Given exercise: Rewrite the lines below as a numbered list, omitting any blank lines.

Saved data entries

* start *

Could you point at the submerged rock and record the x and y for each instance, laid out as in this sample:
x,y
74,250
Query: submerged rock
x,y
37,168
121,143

* end *

Solution for this exercise:
1. Could you point at the submerged rock and record the x and y for each instance, laid out as in this sample:
2. x,y
3. 74,250
4. Query: submerged rock
5. x,y
6. 37,168
7. 121,143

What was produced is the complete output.